▶ EXERCISE AIM:
Copy out the items word for word, starting at the line that contains "black lacquer container" and ending with the line that contains "point(905, 416)", including both of those lines.

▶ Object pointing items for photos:

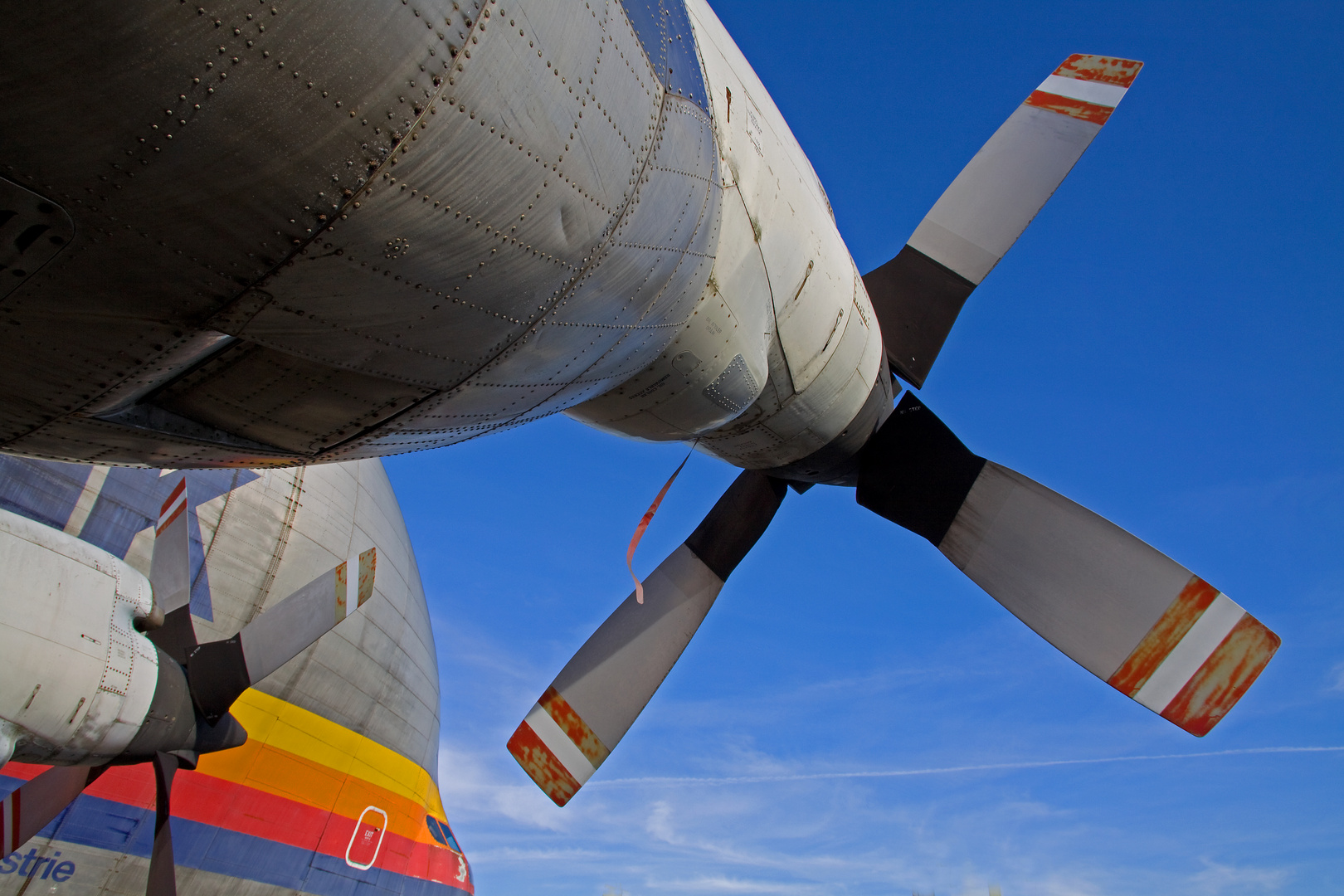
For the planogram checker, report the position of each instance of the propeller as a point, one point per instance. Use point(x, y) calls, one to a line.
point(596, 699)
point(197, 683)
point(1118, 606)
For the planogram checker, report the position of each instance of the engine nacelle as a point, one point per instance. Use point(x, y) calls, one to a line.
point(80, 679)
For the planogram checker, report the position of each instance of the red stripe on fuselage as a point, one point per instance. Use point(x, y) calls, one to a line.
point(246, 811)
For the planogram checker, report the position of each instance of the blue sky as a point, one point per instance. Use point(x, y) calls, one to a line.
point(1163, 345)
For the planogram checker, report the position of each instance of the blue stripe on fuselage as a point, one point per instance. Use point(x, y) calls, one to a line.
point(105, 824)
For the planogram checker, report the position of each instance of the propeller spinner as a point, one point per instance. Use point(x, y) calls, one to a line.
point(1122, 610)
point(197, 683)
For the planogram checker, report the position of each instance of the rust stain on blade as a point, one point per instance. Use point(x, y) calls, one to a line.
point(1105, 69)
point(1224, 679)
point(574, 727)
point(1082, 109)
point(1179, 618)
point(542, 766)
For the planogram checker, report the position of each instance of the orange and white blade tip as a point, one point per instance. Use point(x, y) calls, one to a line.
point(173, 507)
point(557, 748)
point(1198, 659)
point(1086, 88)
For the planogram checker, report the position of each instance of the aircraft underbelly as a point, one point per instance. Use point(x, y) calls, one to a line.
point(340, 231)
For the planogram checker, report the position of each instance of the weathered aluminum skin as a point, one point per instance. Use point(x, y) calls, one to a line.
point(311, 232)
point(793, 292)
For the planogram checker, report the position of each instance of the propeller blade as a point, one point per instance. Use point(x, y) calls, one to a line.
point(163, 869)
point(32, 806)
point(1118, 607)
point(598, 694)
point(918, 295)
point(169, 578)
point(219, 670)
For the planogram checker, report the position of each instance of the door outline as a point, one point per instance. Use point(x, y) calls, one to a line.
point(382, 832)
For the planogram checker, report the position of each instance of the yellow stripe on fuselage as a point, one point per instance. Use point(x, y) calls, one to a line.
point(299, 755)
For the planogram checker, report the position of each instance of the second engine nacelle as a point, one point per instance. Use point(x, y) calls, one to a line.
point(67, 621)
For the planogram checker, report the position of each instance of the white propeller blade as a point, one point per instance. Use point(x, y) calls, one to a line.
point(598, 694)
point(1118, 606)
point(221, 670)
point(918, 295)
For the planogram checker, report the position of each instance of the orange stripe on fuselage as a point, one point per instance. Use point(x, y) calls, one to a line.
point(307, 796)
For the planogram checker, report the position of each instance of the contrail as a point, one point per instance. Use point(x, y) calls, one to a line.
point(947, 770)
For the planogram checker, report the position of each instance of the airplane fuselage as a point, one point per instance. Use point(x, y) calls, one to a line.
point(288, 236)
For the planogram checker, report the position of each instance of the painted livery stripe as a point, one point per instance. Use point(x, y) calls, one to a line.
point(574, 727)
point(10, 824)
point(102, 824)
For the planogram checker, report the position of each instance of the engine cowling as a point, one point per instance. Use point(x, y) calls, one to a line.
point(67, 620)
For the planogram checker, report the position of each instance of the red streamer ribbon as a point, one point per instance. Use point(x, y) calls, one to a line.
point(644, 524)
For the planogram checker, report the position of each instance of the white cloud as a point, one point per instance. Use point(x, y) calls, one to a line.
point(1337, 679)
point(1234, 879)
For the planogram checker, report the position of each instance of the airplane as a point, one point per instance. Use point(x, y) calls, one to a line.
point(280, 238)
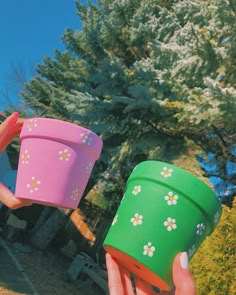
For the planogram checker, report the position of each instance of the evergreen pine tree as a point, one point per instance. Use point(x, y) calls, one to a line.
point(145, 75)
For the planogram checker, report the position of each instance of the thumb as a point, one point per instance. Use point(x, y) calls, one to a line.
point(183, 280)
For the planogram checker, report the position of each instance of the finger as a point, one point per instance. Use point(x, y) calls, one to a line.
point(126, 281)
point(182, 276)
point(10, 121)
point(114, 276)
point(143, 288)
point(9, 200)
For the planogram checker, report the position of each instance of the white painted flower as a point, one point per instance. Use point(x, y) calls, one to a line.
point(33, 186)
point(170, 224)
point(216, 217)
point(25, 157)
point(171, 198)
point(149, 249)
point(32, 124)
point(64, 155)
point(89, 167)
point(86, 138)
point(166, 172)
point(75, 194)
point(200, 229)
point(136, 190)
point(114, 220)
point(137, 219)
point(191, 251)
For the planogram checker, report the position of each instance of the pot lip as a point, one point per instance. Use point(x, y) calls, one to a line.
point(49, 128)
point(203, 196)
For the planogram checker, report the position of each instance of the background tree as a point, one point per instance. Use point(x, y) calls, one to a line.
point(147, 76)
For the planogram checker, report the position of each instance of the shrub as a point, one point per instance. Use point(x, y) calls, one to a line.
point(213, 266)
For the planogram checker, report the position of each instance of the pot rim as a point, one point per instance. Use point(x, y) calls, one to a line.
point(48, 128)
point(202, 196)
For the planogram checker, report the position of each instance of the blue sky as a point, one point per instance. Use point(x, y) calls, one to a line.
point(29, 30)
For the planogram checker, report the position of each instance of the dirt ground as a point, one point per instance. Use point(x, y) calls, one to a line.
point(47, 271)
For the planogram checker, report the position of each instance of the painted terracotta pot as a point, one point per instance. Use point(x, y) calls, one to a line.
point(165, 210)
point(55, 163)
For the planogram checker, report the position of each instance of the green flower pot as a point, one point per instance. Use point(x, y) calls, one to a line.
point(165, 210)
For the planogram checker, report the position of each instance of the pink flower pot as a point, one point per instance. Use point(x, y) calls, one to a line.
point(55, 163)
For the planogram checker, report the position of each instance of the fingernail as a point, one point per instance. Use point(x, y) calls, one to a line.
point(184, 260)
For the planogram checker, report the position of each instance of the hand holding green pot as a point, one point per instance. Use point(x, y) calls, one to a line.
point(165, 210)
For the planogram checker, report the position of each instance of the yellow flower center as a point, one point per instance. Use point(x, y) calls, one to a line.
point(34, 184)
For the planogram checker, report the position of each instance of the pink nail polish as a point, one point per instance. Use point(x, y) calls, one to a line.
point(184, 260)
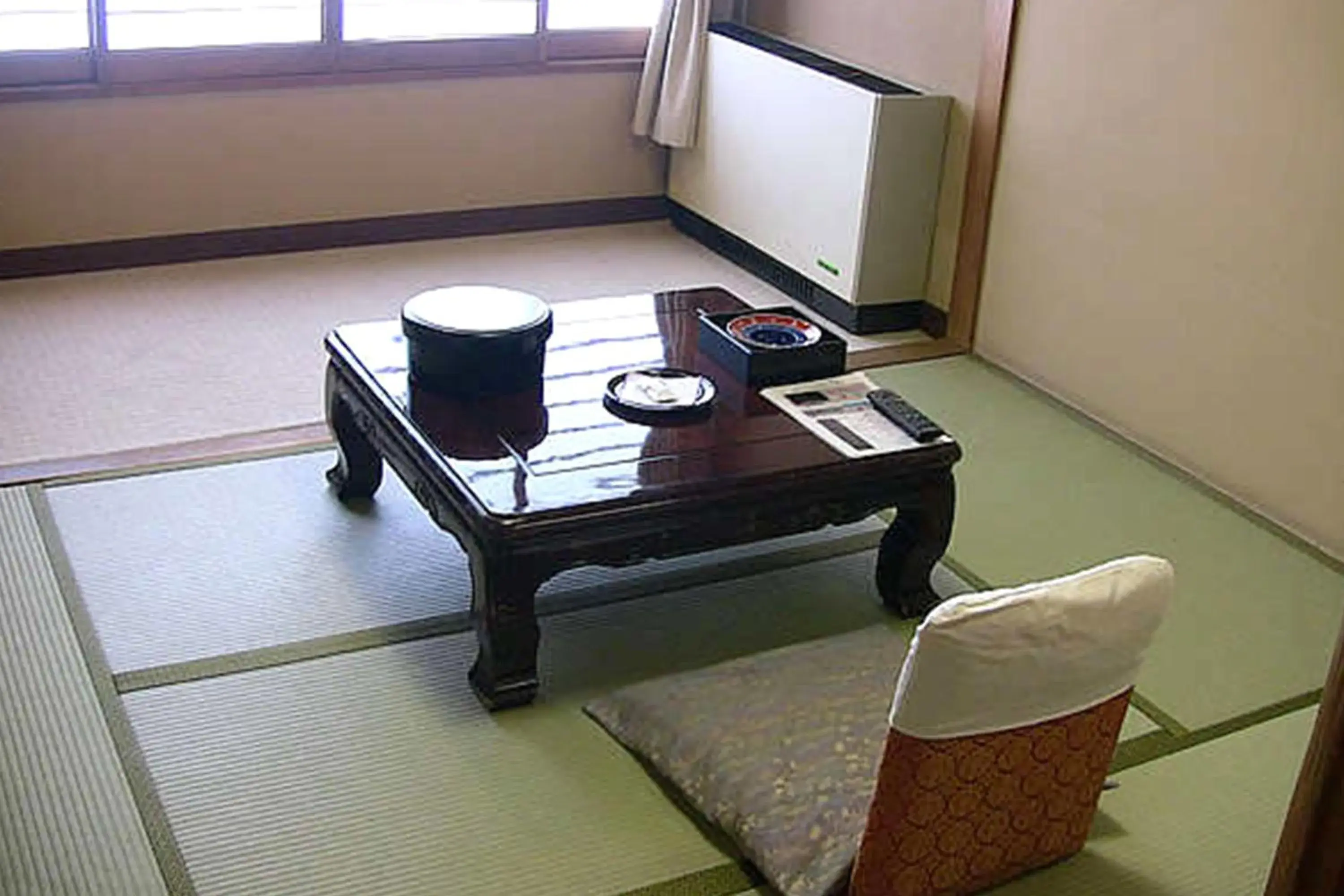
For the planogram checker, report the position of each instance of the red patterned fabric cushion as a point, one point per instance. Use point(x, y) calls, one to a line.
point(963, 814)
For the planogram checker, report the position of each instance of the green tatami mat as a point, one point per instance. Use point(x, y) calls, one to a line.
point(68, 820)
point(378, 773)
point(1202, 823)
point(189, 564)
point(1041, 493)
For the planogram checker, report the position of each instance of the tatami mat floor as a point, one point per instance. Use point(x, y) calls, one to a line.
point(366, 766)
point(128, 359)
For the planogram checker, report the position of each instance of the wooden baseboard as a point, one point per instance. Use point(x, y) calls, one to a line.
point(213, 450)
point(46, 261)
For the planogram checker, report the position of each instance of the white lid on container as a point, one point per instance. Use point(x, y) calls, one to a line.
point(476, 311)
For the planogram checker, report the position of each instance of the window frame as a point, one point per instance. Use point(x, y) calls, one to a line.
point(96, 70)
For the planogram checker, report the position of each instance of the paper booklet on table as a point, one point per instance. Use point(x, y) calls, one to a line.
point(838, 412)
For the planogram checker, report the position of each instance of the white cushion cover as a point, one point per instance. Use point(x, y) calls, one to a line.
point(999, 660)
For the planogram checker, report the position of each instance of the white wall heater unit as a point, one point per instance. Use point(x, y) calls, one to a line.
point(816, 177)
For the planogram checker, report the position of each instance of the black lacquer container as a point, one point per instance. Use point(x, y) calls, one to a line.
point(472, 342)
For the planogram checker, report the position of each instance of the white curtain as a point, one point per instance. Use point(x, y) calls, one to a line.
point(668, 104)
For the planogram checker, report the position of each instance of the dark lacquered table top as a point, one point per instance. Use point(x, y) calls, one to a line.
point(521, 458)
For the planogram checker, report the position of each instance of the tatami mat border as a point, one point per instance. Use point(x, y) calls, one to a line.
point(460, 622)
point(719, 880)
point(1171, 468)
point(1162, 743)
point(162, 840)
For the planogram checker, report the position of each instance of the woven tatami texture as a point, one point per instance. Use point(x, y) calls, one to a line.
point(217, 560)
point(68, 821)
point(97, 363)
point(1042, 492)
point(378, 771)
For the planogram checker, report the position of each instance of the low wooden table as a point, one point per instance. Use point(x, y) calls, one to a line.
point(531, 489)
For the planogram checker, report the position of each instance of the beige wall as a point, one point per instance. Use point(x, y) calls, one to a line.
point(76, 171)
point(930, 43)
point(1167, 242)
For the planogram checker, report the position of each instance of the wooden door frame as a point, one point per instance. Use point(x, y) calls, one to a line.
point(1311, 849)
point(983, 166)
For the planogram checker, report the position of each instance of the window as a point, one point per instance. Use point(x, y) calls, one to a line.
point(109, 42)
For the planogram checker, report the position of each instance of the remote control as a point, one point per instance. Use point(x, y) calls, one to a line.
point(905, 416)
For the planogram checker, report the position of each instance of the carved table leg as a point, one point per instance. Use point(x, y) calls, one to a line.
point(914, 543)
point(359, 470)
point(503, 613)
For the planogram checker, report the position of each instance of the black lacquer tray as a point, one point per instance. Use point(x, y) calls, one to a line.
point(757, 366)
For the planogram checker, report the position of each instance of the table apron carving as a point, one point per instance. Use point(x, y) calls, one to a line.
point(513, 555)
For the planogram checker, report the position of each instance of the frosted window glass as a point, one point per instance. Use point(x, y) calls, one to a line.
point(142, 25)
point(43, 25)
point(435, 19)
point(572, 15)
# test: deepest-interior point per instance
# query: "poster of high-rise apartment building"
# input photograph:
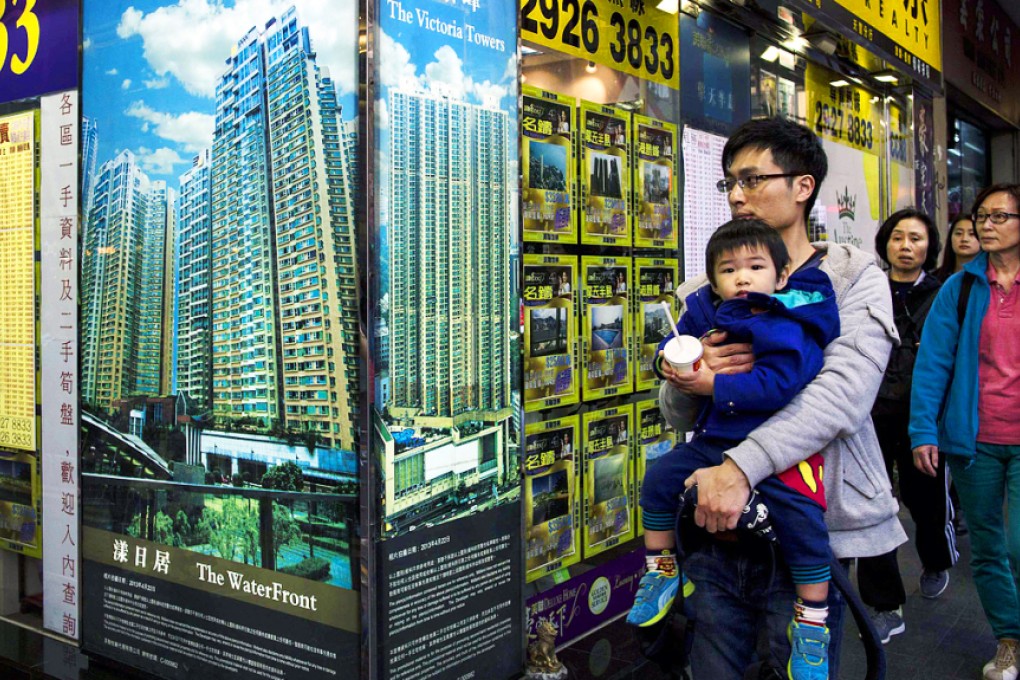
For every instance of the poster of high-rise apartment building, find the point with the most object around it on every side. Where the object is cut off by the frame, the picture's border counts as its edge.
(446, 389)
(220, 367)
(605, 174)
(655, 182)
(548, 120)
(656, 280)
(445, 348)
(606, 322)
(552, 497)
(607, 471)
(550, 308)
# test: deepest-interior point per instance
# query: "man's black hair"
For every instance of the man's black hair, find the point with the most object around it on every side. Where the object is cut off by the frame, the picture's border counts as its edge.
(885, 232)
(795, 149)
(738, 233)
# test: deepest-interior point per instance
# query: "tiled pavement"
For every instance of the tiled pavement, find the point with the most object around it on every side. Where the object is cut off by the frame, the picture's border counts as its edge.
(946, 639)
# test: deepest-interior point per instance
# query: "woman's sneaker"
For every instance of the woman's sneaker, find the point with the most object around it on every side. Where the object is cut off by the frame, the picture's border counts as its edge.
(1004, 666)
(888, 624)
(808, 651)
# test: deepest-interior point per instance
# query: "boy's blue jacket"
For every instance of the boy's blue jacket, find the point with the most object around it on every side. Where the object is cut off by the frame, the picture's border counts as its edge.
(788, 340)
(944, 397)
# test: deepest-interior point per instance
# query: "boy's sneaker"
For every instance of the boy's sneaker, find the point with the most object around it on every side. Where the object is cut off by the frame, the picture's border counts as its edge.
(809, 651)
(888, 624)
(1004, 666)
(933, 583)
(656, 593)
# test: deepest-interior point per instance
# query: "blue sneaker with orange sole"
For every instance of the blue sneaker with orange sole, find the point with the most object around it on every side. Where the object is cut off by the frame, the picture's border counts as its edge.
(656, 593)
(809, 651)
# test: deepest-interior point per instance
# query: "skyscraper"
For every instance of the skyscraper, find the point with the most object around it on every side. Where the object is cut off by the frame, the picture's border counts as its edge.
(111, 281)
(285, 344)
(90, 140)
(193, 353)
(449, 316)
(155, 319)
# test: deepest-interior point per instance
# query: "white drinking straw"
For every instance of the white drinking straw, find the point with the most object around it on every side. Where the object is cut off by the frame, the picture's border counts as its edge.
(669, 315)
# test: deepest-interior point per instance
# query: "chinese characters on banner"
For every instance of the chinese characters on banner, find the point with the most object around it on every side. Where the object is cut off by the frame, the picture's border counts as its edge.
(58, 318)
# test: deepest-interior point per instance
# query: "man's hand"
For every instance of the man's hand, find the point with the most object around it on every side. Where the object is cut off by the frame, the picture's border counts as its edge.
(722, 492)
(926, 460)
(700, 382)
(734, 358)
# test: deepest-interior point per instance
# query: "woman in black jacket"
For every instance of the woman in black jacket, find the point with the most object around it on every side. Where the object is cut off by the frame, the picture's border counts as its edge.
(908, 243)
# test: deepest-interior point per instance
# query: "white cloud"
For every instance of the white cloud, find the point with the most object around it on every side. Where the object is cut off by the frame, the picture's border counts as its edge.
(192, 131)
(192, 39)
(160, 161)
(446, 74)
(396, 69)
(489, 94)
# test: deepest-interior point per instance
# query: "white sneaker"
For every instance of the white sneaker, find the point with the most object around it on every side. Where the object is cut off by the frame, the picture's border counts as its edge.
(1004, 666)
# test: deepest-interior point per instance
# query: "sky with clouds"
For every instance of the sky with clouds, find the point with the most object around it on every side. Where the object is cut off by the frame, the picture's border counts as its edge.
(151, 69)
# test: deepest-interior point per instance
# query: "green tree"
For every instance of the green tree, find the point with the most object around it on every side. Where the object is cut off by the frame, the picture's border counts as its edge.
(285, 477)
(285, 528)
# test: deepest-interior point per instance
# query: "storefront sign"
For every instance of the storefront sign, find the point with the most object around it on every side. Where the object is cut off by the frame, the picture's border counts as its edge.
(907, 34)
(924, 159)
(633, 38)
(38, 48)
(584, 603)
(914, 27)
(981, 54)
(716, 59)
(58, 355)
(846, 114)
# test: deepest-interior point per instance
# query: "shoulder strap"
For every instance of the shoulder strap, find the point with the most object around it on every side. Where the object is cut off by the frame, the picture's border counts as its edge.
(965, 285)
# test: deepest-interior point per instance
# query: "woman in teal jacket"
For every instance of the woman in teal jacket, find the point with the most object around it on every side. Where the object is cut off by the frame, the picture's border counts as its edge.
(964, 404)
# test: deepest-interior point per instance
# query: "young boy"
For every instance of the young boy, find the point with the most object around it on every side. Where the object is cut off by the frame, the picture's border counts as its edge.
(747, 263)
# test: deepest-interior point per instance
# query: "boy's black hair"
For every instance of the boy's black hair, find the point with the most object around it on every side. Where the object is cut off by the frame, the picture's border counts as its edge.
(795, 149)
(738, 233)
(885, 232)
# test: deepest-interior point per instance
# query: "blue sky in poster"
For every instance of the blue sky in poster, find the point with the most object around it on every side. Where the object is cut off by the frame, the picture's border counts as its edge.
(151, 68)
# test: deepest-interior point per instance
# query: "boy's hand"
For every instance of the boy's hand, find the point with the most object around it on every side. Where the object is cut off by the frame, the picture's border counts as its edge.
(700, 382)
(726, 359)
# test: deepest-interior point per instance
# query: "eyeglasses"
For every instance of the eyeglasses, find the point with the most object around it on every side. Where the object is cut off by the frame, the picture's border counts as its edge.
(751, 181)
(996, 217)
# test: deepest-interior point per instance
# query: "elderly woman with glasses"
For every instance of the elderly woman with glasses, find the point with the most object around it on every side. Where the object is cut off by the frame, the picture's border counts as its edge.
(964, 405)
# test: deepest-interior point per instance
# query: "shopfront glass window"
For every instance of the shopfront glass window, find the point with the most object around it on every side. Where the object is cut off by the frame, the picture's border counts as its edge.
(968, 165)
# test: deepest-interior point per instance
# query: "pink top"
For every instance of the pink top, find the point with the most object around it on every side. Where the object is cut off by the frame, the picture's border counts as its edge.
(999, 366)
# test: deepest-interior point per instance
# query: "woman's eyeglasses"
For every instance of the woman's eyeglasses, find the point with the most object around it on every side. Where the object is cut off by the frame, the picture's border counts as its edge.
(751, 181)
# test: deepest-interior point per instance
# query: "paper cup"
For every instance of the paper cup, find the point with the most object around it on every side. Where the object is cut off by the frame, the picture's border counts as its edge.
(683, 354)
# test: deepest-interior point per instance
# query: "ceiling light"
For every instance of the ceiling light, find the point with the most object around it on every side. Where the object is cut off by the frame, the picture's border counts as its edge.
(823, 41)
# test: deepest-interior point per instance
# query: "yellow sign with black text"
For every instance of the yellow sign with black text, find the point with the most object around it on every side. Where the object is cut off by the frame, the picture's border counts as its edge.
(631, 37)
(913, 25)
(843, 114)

▶ RESULT OF THE EXERCISE:
For the planogram checker, report the position of each instance of the black lacquer container as a point, one point per instance. Use point(x, y) calls, one to a line.
point(472, 342)
For the planogram checker, report the position of each instance of the white curtain as a point, one point per instance. Use point(x, y) calls, one to a line.
point(668, 104)
For the planogram checker, report the position of each instance of the dark lacquered table top as a point, one point per instance. Use point(x, y) calls, one to a line.
point(521, 458)
For the planogram checker, report the position of each instance of the tatami mat border as a point, one point per instance. Use point(x, y) calls, one to a line.
point(460, 622)
point(719, 880)
point(1171, 468)
point(1162, 743)
point(162, 840)
For the planogram checker, report the position of each instance of the woven tatami texture as a point, one point per instance. Use point(x, y) calls, one to a line.
point(217, 560)
point(68, 821)
point(97, 363)
point(1042, 492)
point(378, 771)
For the planogram checker, report the position of each instance of the low wooden table as a point, one point per instance. Use point(x, y) calls, one to a line.
point(531, 489)
For the planogram checker, report the position of each instance of the beige wall as a point, one point per instance. Use point(x, y) calls, one to a line.
point(76, 171)
point(930, 43)
point(1167, 242)
For the planogram checker, report the position of each instance of the wooden door frame as a point, one point per instance. Use point(x, y) calls, one to a line.
point(1311, 849)
point(983, 166)
For the planogram checker, report the position of each instance of the window as a point, one point per instance. Use point(x, y) calls, one to a line.
point(109, 42)
For the planogram checker, report the position of each instance of the remote control as a point, one point per instance. Use point(x, y) calls, one to a line.
point(905, 416)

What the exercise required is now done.